▶ [Source]
####

So the announcement of this fund came one week after Rahm won re-election. Hmmm.

TEACHERS VOTE TO STRIKE

The issue with the cops is not the only problem Rahm has hanging over him right now.

The teachers just voted to authorize a strike:

CHICAGO — The Chicago Teachers Union has voted overwhelmingly to authorize its leaders to call a strike, a move that clears the way for the union’s second walkout in four years and delivers another pressing political challenge for Mayor Rahm Emanuel.

“Chicago Teachers Union members do not want to strike, but we do demand that you listen to us,” Jesse Sharkey, the vice president of the union, said in a statement Monday addressing Mr. Emanuel and the chief executive of Chicago Public Schools. “Do not cut our schools, do not lay off educators or balance the budget on our backs.”

Teachers voted over three days last week. Union and city officials would have to go through mediation before a strike could take place, and it appeared a walkout would not be possible until at least late spring.

####

▶ [Records for this task]

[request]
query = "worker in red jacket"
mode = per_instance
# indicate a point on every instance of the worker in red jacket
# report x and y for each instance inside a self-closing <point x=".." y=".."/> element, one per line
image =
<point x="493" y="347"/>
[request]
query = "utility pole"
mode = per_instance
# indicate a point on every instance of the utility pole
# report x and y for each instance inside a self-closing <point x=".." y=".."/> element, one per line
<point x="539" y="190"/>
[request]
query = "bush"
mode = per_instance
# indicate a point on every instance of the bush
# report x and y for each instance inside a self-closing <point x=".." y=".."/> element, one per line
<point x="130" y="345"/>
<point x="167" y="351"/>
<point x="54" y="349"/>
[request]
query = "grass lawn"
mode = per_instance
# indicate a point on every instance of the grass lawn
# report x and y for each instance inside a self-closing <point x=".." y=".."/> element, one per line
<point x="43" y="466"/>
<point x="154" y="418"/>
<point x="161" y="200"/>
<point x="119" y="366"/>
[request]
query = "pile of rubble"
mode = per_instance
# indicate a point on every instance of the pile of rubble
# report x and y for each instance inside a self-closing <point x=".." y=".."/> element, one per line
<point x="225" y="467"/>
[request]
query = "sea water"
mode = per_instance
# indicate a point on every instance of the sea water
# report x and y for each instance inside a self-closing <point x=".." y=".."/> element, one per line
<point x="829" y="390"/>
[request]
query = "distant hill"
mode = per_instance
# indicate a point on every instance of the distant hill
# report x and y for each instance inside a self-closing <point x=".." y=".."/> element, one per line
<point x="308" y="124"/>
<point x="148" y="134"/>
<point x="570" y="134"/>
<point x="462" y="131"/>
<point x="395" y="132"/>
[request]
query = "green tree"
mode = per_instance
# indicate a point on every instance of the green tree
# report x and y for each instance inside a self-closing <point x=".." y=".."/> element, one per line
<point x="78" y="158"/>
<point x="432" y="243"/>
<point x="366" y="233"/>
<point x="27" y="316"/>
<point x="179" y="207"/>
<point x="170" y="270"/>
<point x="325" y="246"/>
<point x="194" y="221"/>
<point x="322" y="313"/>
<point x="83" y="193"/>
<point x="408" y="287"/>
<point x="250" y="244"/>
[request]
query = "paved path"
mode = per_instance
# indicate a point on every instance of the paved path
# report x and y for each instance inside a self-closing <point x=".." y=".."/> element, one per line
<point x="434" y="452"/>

####

▶ [Required actions]
**1)** According to the piece on the Chicago teachers' strike vote, what is Jesse Sharkey's role in the union?
**2)** Return every line of the entries that contains the string "grass". Case counts.

▶ [Responses for each task]
**1)** He is the vice president of the Chicago Teachers Union.

**2)**
query = "grass lawn"
# indicate a point on every instance of the grass lawn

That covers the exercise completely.